Written instruction: Could you write out the entries below word for word, from their very start up to and including the line that contains "[[265, 89]]"? Leave the pictures out of your answer.

Start of Extracted entries

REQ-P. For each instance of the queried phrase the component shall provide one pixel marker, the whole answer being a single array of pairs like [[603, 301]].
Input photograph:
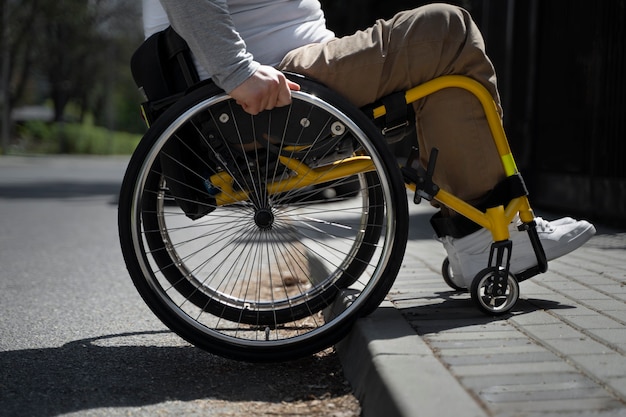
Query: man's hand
[[265, 89]]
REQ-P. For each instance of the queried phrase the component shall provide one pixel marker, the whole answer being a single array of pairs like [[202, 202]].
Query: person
[[244, 45]]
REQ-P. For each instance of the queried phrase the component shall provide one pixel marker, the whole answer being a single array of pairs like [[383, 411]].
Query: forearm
[[207, 27]]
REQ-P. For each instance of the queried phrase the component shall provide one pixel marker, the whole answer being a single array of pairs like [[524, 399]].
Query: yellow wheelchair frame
[[495, 219]]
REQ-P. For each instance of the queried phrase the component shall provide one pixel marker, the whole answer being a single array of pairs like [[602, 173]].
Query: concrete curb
[[394, 373]]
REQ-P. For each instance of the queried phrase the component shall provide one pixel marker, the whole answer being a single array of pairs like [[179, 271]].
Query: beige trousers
[[411, 48]]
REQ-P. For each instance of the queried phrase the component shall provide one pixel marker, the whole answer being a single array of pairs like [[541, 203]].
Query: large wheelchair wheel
[[265, 237]]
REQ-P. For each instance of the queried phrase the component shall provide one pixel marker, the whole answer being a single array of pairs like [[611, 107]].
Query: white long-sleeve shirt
[[231, 38]]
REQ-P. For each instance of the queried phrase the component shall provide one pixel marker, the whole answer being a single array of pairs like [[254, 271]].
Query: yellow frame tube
[[304, 177], [494, 219]]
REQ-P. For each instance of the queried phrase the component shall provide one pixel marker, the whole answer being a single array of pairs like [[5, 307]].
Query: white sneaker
[[470, 254]]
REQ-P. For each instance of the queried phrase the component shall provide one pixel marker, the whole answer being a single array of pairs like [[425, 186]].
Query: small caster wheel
[[494, 292], [447, 274]]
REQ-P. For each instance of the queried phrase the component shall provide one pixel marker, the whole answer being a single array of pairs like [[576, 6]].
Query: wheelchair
[[264, 238]]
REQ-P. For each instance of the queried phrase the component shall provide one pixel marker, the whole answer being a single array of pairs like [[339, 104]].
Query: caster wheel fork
[[494, 291]]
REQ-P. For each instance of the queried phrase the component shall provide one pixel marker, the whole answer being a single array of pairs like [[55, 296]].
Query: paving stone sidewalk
[[561, 352]]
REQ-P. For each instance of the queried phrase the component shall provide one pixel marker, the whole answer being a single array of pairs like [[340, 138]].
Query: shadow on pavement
[[85, 374]]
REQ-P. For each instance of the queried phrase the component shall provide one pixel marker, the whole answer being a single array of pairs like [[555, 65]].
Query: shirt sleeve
[[207, 27]]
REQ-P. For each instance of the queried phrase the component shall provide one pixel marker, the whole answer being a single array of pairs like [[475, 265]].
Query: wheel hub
[[264, 218]]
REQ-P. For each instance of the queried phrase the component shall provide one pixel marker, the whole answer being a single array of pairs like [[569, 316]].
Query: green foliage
[[73, 138]]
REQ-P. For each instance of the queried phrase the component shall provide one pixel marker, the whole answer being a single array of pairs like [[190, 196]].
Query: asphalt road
[[75, 337]]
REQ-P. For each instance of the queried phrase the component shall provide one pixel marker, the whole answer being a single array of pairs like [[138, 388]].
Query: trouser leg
[[411, 48]]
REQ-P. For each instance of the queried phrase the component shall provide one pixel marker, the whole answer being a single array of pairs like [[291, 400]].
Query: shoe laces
[[543, 226]]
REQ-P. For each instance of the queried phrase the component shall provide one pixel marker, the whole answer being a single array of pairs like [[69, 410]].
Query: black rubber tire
[[186, 298], [493, 292]]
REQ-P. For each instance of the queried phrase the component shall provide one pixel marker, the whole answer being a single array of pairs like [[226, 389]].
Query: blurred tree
[[68, 51]]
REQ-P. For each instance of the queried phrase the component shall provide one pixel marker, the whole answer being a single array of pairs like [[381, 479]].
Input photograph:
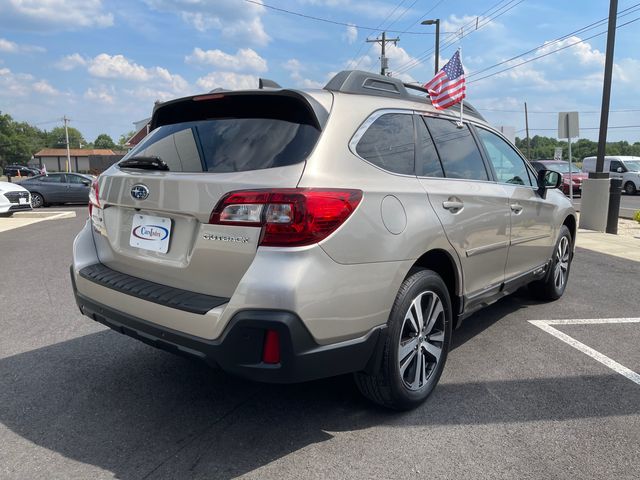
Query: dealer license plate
[[150, 233]]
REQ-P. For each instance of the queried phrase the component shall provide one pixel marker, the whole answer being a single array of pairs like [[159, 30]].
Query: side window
[[508, 165], [51, 178], [75, 179], [458, 151], [427, 161], [389, 144]]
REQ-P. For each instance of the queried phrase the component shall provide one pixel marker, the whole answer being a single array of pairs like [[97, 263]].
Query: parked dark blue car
[[58, 188]]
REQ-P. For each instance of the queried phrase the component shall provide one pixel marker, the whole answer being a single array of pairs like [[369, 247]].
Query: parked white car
[[13, 198], [625, 168]]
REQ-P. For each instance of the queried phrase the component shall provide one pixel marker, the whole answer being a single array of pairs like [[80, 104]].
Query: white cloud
[[117, 66], [101, 94], [294, 66], [12, 47], [42, 86], [245, 59], [55, 14], [235, 20], [467, 23], [228, 81], [14, 85], [8, 46], [351, 34], [70, 62]]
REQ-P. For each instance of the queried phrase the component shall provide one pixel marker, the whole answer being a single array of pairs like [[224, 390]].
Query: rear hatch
[[154, 207]]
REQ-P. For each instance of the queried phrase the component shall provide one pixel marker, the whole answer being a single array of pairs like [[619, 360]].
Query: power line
[[551, 53], [425, 54], [491, 14], [423, 16], [557, 40], [333, 22], [552, 112], [379, 25], [581, 128]]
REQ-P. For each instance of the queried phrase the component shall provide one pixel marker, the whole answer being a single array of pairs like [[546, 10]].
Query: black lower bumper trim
[[150, 291], [239, 349]]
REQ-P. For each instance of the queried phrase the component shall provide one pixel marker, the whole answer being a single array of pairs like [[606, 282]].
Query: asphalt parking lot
[[78, 401]]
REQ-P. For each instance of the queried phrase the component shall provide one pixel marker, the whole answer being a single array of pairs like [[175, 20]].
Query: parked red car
[[577, 175]]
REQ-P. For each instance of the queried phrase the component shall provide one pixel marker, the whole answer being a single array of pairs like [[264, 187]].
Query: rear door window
[[509, 167], [389, 143], [52, 178], [457, 148], [427, 161]]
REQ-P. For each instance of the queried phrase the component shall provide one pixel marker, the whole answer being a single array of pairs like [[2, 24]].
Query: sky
[[103, 63]]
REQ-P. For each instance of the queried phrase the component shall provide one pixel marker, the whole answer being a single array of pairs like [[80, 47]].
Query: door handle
[[452, 205], [516, 208]]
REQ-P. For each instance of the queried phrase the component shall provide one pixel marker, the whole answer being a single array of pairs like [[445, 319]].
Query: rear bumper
[[239, 349]]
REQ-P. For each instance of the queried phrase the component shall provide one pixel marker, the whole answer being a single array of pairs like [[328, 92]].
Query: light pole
[[435, 22]]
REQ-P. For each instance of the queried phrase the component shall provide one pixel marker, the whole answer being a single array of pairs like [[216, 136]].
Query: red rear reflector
[[271, 351], [94, 196], [292, 217]]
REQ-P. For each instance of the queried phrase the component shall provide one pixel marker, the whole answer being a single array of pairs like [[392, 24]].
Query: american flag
[[448, 87]]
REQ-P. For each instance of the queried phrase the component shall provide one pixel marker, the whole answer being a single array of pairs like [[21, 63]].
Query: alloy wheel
[[421, 340]]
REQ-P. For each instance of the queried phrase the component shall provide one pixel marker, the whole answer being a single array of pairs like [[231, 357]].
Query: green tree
[[18, 140], [124, 137], [104, 141], [56, 138]]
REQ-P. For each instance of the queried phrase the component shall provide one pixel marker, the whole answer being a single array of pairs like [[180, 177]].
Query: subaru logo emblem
[[139, 192]]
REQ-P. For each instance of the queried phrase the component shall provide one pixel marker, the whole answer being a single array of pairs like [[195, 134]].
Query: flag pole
[[460, 55]]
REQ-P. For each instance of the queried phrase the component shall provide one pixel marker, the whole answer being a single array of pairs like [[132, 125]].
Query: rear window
[[229, 144]]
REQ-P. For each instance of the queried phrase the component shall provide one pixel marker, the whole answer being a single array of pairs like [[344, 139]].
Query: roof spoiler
[[266, 83]]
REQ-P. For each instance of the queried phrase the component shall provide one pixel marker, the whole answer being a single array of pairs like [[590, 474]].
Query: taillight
[[289, 216], [94, 196]]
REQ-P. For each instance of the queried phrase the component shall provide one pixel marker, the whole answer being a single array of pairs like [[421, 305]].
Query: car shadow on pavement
[[109, 401]]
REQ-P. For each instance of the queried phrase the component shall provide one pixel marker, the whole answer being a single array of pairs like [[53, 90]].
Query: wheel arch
[[442, 262], [571, 224]]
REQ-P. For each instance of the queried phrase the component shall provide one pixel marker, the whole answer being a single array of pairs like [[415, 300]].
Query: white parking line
[[613, 365]]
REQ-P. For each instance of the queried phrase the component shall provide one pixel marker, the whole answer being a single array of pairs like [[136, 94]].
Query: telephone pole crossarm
[[384, 64]]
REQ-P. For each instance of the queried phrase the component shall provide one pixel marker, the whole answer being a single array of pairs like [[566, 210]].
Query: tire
[[554, 284], [630, 188], [404, 383], [37, 200]]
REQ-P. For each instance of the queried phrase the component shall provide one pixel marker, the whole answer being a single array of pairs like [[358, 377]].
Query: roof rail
[[367, 83], [266, 83]]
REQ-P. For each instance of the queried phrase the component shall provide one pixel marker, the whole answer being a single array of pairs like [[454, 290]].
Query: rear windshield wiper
[[144, 163]]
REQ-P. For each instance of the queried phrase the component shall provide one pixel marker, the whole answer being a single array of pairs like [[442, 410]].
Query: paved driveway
[[79, 401]]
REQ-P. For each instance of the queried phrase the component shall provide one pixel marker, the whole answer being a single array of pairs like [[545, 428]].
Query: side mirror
[[548, 179]]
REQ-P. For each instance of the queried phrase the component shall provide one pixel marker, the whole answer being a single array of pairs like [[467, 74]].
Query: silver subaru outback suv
[[287, 235]]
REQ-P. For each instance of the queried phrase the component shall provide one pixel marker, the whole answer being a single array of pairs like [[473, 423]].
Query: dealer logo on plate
[[150, 232]]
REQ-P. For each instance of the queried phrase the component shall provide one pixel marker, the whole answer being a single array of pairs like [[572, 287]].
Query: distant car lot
[[513, 402], [58, 188]]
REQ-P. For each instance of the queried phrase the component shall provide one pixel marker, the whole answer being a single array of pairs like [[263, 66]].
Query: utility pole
[[526, 124], [600, 203], [435, 22], [384, 62], [66, 134], [606, 89]]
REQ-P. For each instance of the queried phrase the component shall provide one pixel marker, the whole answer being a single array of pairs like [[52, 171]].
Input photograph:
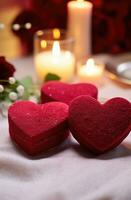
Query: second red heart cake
[[38, 128], [63, 92], [99, 127]]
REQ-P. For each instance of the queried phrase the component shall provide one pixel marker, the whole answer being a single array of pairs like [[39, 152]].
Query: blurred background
[[19, 20]]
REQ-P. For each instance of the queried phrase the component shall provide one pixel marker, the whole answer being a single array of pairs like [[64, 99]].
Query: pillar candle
[[79, 26]]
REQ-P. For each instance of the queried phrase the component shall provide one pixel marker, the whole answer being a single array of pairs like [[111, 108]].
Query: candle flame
[[43, 44], [56, 33], [80, 0], [56, 49], [90, 62], [90, 66]]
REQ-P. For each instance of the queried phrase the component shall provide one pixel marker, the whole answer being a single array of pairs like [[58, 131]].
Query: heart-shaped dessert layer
[[38, 128], [63, 92], [99, 127]]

End of Extracted entries

Right answer:
REQ-P. For each instance of the queried phrase the component shall provide one pixel marker, the whole answer being a single array of pairs like [[603, 301]].
Input photograph:
Query: man's hand
[[265, 89]]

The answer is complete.